**WHAT THE TASK REQUIRES**
Set down each line exactly, beginning with the one that contains "Query: elbow" and continuing through the last line of the listing, and nothing else.

--- --- ---

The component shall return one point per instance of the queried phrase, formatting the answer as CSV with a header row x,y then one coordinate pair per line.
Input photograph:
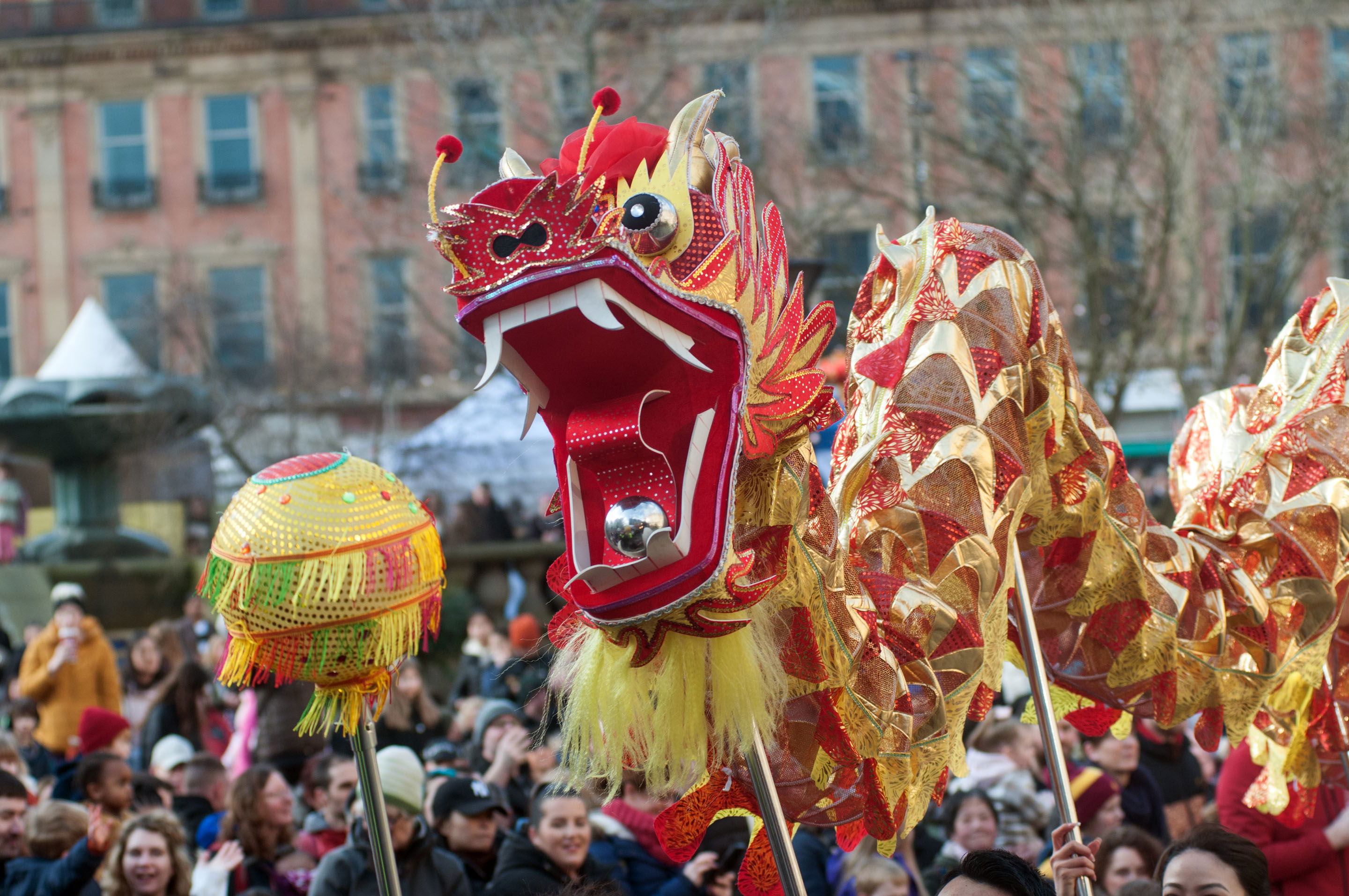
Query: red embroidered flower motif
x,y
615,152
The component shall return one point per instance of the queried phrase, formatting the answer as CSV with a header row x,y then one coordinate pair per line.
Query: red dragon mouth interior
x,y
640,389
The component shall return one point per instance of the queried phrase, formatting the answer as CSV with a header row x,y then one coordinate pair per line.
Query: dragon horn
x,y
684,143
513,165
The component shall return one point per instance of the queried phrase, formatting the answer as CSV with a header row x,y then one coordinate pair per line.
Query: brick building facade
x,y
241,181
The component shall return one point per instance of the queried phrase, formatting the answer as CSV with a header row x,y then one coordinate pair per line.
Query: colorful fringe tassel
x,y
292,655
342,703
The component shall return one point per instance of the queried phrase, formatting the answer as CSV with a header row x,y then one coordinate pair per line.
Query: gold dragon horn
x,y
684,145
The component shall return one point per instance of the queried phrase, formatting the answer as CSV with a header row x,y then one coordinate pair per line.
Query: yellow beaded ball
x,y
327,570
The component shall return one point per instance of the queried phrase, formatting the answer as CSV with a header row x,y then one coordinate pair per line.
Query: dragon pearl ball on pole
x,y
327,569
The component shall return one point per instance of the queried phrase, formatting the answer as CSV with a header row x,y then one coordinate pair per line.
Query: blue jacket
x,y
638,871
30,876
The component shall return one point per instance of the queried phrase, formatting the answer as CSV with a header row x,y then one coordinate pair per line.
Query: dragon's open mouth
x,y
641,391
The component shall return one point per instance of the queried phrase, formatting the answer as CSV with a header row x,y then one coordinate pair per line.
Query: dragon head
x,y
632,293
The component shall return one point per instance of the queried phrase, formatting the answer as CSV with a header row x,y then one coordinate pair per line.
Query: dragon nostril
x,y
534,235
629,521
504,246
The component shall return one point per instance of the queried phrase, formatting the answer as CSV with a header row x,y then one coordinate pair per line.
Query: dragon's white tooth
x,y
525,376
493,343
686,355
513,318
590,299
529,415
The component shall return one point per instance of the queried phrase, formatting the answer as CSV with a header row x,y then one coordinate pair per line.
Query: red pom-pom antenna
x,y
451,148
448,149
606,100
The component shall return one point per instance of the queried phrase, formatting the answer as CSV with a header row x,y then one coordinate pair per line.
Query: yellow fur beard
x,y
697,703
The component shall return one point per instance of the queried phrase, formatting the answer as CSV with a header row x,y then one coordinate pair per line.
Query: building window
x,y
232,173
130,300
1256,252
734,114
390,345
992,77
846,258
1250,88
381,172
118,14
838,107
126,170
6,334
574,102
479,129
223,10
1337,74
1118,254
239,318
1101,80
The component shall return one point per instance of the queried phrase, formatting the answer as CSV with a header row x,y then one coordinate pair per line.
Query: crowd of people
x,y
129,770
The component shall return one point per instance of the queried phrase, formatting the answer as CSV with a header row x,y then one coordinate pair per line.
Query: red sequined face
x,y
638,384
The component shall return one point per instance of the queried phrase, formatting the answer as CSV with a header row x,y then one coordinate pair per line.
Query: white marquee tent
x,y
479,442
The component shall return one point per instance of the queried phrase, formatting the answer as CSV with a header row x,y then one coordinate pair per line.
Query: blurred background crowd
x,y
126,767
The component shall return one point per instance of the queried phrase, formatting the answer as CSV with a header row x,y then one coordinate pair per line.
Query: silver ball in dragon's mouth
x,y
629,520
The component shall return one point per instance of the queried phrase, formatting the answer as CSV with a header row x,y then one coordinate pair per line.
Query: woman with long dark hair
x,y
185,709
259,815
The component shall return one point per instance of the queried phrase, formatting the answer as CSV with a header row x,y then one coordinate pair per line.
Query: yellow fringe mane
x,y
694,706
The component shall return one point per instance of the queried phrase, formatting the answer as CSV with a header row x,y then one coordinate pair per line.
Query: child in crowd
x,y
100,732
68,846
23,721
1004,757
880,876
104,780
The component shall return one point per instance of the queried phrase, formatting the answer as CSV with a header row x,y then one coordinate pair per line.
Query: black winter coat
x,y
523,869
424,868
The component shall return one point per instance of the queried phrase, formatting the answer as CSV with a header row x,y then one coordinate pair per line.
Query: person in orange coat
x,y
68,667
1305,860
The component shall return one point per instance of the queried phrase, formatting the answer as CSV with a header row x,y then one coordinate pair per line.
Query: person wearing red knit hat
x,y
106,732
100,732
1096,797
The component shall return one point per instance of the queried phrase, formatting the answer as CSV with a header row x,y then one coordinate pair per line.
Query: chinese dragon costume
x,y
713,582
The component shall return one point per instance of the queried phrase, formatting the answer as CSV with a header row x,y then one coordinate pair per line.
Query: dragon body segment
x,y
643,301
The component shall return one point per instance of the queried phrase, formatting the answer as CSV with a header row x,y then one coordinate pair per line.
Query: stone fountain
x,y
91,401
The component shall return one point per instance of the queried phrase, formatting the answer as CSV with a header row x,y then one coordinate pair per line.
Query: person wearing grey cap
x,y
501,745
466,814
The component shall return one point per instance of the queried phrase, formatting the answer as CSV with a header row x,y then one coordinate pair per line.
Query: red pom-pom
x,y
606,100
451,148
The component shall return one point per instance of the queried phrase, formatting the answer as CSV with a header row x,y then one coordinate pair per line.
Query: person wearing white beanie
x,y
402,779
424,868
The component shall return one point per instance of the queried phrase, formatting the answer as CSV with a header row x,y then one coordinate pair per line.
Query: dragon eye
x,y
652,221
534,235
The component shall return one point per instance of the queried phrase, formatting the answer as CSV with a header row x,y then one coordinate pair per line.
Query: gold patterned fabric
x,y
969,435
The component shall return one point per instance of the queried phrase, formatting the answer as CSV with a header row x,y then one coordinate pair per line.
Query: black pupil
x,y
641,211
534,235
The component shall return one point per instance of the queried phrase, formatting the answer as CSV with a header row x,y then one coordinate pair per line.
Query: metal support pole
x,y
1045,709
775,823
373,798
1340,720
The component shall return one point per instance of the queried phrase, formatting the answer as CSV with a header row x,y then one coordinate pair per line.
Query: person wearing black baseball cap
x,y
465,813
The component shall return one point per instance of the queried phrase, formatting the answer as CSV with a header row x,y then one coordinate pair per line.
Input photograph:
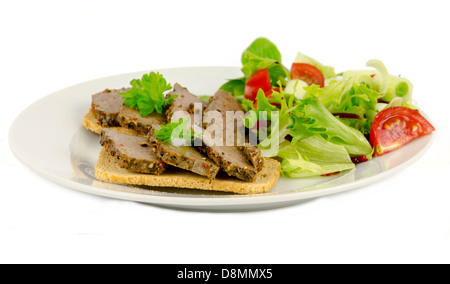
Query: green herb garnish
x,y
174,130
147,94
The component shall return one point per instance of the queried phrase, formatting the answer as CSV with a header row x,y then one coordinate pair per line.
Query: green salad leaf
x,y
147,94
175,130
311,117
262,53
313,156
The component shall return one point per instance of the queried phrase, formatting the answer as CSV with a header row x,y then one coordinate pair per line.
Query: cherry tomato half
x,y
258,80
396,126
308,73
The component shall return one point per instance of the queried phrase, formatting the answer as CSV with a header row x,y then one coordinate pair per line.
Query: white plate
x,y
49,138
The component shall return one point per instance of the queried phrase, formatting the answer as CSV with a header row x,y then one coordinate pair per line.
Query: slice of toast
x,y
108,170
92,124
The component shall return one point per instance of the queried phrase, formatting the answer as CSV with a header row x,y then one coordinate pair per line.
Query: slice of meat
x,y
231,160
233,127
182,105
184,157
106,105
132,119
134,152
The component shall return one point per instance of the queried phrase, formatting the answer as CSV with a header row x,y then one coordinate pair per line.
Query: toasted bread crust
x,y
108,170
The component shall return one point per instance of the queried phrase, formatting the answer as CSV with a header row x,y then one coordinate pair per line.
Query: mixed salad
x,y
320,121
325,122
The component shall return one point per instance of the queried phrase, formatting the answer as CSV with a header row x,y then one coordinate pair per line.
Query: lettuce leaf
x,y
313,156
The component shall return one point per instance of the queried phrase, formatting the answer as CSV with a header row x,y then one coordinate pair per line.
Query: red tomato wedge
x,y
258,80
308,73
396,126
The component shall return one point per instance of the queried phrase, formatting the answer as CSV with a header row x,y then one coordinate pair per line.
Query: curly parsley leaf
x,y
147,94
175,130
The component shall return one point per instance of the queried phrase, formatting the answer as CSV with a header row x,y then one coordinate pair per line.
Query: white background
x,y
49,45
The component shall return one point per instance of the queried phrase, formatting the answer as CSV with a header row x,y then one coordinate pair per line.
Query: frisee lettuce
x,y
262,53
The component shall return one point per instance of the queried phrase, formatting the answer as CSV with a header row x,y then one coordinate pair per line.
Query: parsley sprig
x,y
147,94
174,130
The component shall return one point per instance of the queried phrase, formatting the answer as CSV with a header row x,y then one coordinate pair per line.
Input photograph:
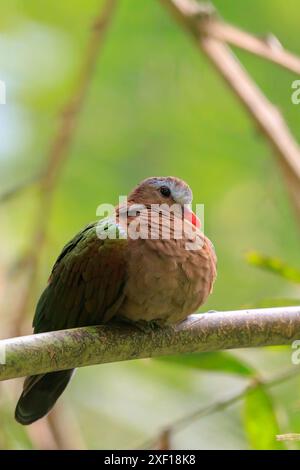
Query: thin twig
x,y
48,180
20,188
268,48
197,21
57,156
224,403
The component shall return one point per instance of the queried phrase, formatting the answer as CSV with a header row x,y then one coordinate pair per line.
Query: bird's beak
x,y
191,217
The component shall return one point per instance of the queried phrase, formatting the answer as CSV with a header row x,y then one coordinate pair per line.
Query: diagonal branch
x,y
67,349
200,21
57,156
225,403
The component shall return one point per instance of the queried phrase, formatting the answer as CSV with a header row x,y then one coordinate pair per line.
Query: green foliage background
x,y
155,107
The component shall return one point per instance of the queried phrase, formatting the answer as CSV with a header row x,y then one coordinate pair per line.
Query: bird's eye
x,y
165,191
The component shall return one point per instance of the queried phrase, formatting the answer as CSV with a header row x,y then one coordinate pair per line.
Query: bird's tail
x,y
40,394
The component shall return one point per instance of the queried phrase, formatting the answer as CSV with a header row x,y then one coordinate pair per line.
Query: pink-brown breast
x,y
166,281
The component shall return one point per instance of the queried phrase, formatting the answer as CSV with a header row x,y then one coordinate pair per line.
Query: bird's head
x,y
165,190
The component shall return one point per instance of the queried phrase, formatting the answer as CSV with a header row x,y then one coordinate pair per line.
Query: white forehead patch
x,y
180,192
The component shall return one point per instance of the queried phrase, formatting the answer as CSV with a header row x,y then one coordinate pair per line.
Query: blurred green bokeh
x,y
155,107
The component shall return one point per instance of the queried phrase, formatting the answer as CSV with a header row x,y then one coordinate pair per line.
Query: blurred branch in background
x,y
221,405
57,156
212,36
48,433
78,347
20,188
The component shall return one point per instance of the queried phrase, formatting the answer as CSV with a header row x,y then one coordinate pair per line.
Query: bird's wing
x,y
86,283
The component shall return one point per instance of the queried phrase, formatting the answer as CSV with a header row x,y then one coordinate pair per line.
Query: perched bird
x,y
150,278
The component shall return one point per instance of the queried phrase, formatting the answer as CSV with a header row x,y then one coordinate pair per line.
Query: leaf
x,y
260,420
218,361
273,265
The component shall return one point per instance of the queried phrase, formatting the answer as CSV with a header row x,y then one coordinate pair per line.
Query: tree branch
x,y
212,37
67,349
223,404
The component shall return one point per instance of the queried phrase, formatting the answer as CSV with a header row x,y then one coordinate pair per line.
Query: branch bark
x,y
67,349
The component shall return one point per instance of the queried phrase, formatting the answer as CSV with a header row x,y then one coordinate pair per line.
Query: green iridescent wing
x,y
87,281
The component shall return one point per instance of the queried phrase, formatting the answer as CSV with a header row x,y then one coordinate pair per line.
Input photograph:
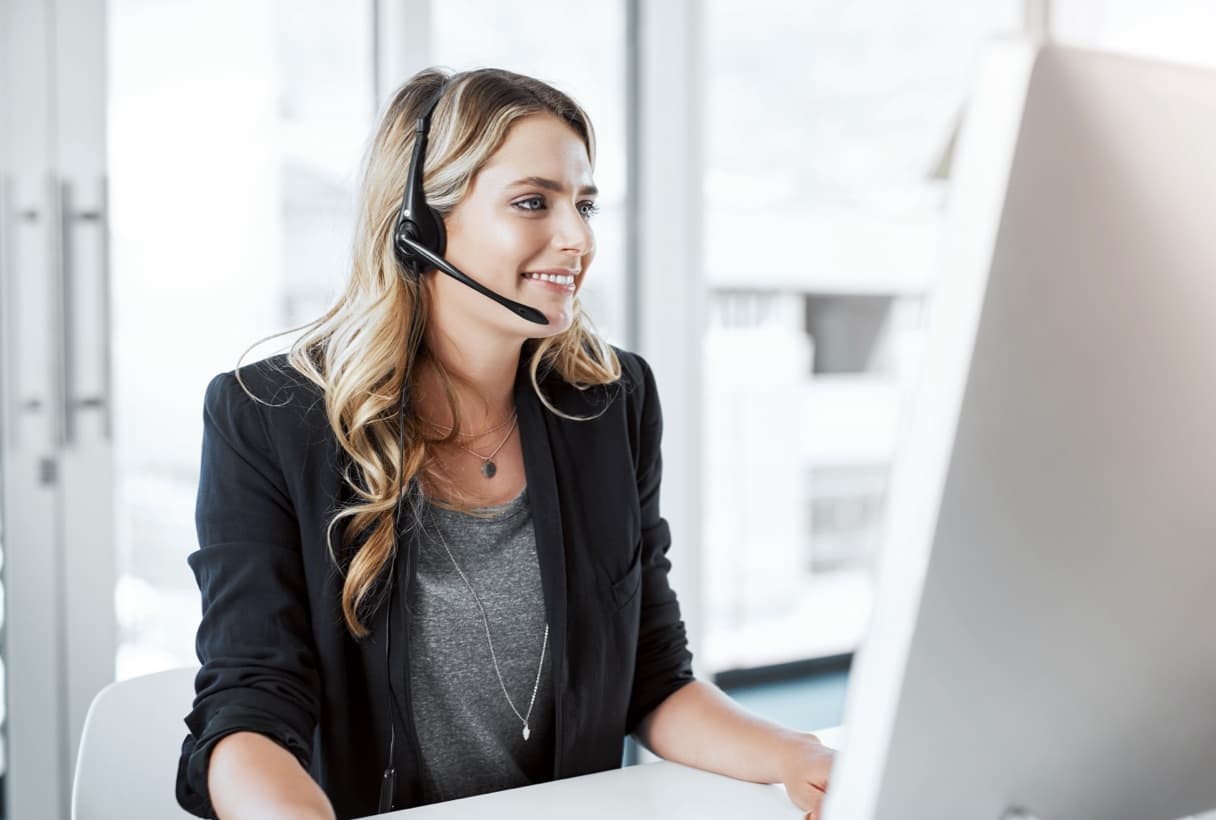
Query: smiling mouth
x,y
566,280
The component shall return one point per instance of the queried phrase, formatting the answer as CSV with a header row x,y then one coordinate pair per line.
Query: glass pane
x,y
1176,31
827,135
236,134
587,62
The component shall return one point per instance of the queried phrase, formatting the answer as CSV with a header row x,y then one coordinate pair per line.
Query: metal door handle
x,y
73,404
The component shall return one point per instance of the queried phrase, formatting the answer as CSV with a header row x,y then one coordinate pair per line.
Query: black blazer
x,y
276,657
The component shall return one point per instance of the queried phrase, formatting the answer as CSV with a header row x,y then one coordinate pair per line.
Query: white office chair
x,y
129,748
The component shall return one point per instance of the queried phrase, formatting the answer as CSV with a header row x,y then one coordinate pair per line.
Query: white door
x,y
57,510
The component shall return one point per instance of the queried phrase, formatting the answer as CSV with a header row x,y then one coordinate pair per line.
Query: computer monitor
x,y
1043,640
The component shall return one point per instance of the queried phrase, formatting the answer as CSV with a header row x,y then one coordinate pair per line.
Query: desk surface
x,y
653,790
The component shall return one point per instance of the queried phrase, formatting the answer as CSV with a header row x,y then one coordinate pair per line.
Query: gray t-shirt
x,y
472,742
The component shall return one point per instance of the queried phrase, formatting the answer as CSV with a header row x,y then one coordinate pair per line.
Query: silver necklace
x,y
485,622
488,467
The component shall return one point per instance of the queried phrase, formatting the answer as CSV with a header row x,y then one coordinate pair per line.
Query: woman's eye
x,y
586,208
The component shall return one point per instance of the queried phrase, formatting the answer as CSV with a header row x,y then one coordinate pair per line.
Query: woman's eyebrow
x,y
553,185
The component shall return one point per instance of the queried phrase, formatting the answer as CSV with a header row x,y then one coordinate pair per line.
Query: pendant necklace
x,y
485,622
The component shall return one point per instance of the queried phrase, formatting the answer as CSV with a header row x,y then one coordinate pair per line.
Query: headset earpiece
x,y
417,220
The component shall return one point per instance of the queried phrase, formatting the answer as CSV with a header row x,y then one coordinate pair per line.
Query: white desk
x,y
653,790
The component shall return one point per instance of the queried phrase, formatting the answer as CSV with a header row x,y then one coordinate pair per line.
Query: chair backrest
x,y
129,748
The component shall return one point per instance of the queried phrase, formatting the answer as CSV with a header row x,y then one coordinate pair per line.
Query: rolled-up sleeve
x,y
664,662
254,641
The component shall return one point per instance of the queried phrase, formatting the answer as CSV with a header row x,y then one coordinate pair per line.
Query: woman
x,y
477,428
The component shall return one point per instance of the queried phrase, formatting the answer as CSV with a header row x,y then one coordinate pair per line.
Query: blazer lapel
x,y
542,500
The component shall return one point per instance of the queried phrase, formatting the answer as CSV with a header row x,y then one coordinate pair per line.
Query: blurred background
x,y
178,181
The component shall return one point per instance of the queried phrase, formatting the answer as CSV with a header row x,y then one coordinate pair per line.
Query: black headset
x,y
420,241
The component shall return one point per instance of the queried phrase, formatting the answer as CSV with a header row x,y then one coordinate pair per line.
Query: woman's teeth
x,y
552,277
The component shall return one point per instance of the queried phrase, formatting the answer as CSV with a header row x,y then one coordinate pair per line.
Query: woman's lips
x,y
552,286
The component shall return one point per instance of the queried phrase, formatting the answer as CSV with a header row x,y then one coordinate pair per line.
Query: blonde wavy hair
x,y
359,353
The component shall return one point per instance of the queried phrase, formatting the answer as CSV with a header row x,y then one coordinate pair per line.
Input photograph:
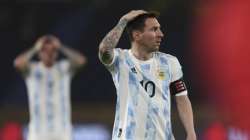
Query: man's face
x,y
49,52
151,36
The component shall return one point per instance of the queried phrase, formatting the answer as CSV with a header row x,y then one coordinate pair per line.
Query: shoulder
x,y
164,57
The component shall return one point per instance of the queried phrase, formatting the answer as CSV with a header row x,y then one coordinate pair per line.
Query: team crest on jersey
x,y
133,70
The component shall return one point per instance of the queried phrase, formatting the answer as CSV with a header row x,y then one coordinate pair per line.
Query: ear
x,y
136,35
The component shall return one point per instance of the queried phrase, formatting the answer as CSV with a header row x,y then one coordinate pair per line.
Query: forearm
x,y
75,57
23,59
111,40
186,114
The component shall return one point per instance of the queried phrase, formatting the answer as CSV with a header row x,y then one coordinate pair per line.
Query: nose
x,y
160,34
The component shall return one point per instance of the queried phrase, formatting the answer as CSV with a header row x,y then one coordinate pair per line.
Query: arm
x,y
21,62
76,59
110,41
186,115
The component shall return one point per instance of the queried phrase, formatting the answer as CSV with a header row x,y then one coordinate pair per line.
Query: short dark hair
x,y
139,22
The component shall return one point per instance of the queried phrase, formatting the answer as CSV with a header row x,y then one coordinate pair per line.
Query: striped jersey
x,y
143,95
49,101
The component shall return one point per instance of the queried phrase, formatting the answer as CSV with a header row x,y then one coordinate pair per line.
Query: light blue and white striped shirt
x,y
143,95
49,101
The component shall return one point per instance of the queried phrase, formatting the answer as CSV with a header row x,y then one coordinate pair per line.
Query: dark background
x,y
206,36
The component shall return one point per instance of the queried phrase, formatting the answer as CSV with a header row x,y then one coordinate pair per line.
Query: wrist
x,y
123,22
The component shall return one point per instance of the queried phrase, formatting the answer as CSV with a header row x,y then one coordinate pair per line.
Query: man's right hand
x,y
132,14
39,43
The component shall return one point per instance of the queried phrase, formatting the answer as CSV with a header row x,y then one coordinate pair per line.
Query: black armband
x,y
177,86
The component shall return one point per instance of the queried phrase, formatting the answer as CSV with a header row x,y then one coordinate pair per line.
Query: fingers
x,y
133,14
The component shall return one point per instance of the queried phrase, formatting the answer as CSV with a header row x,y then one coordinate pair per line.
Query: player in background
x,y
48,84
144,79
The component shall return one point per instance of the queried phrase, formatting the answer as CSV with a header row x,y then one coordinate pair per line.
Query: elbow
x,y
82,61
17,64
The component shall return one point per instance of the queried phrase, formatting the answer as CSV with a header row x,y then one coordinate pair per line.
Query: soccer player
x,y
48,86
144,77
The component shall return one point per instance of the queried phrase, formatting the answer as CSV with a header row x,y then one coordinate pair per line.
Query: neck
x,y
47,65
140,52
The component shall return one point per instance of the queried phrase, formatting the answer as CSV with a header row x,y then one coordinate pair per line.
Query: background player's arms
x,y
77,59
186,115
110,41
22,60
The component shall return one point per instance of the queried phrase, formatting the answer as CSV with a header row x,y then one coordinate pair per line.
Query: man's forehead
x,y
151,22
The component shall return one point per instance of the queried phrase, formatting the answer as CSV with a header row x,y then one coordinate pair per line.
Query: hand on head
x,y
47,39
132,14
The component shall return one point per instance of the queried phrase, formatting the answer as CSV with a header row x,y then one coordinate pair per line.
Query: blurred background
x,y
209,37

--- --- ---

**RESPONSE**
Query: elbow
x,y
82,61
17,64
The component shall return one point per instance of the queried phrase, formatting the answer as CSV with a header row x,y then one coordinate pair per line.
Query: soccer player
x,y
48,86
144,77
The component shall return one point per instance of the queried phrase, formatting the answer as CSV with a header row x,y then one coordinate pair per line.
Query: neck
x,y
47,65
140,52
The component shall return one point per instance of the queried phrase, formatting the answer as CSV with a header row x,y then one coordinate pair per line.
Query: background player's arms
x,y
77,59
186,115
110,41
22,60
The component shall return one point per instance of the queried phrase, formatting the answer as CSV with a header row x,y then one coordinate pair per line.
Query: man's forehead
x,y
151,22
The component shall return one point per instance of the queried phrase, formatting the answer as CSV with a header row x,y then one coordinate pair per line.
Query: hand on head
x,y
47,39
132,14
The component shall return one point per instance of the queried phrase, formatting the answer as CSV with a header row x,y then one coordinate pair per line.
Query: blurred background
x,y
209,37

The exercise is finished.